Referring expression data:
——————————

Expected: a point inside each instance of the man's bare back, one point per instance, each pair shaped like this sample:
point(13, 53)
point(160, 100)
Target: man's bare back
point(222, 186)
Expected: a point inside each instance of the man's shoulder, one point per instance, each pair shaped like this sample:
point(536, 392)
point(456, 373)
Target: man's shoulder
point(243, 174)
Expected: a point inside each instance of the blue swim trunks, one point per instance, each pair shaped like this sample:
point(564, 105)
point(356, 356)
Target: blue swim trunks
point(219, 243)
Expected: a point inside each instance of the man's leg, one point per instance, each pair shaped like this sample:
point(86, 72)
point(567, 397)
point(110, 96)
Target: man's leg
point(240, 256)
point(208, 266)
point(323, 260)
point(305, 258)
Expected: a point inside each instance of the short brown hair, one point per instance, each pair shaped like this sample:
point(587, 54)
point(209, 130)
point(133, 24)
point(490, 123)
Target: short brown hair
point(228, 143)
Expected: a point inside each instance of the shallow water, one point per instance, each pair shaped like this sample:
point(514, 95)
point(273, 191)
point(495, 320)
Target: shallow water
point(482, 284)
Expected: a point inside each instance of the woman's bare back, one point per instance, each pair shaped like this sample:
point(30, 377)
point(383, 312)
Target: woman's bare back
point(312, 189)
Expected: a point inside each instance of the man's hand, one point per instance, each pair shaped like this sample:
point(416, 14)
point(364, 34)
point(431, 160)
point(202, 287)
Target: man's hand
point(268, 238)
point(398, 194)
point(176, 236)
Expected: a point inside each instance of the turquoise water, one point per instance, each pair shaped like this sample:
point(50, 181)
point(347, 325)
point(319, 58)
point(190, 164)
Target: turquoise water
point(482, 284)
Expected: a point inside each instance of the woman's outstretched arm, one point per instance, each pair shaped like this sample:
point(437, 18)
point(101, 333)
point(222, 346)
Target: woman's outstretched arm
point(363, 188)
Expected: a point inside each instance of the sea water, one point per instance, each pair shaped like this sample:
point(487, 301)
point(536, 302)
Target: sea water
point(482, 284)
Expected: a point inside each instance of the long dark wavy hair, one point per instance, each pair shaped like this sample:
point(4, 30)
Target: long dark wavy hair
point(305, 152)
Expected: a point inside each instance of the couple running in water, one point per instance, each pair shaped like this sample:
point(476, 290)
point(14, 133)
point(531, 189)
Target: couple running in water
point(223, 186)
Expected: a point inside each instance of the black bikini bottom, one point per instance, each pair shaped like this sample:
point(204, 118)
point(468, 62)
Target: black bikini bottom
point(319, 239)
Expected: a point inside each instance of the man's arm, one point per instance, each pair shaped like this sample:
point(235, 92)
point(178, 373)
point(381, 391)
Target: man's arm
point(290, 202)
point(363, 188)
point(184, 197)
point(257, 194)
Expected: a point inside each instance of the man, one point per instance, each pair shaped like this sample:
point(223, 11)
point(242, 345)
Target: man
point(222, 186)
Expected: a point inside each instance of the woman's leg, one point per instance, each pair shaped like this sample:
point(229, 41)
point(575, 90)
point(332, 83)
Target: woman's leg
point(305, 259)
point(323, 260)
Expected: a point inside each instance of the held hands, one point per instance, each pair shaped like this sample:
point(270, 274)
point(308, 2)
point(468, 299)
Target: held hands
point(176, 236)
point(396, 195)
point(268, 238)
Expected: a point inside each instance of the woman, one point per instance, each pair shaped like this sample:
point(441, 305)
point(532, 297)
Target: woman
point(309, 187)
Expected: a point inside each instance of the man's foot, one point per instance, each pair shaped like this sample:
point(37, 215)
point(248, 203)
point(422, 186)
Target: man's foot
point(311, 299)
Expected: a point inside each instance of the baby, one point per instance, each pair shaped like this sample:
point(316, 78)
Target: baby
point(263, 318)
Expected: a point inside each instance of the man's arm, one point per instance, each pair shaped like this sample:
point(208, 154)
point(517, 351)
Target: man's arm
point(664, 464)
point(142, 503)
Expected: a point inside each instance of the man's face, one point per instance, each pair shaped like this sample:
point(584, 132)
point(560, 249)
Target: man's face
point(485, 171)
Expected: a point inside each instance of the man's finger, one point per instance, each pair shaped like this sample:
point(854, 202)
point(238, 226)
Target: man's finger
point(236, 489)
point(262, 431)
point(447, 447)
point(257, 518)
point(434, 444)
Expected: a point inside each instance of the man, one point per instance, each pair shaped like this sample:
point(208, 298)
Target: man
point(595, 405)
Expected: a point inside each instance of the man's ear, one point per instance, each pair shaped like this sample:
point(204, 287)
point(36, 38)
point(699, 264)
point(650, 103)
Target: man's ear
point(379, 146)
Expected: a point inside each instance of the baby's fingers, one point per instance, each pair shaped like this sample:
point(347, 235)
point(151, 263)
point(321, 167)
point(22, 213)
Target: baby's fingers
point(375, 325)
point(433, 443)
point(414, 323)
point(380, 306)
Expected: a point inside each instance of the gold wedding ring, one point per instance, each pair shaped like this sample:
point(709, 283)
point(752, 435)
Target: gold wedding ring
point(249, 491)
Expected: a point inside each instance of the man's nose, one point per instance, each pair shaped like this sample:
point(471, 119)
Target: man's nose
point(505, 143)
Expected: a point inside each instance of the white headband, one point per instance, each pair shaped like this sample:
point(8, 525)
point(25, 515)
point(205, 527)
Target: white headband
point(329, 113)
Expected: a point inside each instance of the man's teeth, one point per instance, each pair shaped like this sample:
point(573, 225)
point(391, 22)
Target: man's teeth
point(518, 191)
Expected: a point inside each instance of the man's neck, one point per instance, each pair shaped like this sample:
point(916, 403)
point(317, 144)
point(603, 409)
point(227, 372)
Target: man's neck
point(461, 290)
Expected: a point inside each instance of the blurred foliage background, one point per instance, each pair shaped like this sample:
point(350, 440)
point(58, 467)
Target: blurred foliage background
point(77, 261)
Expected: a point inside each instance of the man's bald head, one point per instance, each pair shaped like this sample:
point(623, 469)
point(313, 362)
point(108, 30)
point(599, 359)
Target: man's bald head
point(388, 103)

——————————

» **Task requirements**
The lines above, from the first through the one containing "point(437, 18)", must be restated word for word, with nothing added.

» **Solution**
Expected: a point inside each instance of the man's bare back, one point per instance, each pair shaped like this sample:
point(13, 53)
point(160, 100)
Target: man's bare back
point(222, 186)
Expected: a point inside each instance of the man's shoulder, one point per instance, each pair shaped like this sample:
point(536, 392)
point(456, 373)
Target: man's shoulder
point(243, 174)
Expected: a point inside each instance of the blue swim trunks, one point per instance, each pair shaped like this sample:
point(564, 105)
point(356, 356)
Target: blue swim trunks
point(219, 243)
Expected: a point inside each instance of the man's leg, one point per instance, each pair shaped like this sample:
point(86, 72)
point(567, 397)
point(110, 96)
Target: man's leg
point(240, 256)
point(208, 266)
point(323, 260)
point(305, 258)
Expected: a point inside each instance of the short brown hair, one point per instance, each pair shaped like this sample:
point(587, 54)
point(209, 130)
point(133, 24)
point(490, 123)
Target: short brown hair
point(228, 143)
Expected: a point inside each instance of the shallow water, one point per instance, each pair shaped like this sample:
point(514, 95)
point(273, 191)
point(495, 320)
Target: shallow water
point(482, 284)
Expected: a point inside each instance of the woman's bare back, one point per instance, each pair shaped like this sample:
point(30, 377)
point(383, 312)
Target: woman's bare back
point(312, 189)
Expected: a point inside each instance of the man's hand, one point per instance, each pair shaped like this sample:
point(416, 14)
point(364, 34)
point(431, 160)
point(202, 287)
Target: man's hand
point(268, 238)
point(398, 194)
point(176, 236)
Expected: a point inside each instance of the turquoise water, one point per instance, each pair shaped like this sample:
point(50, 181)
point(347, 325)
point(319, 58)
point(190, 164)
Target: turquoise water
point(482, 284)
Expected: a point inside each instance of the woman's outstretched arm, one point per instance, each pair shaped like this sample:
point(437, 18)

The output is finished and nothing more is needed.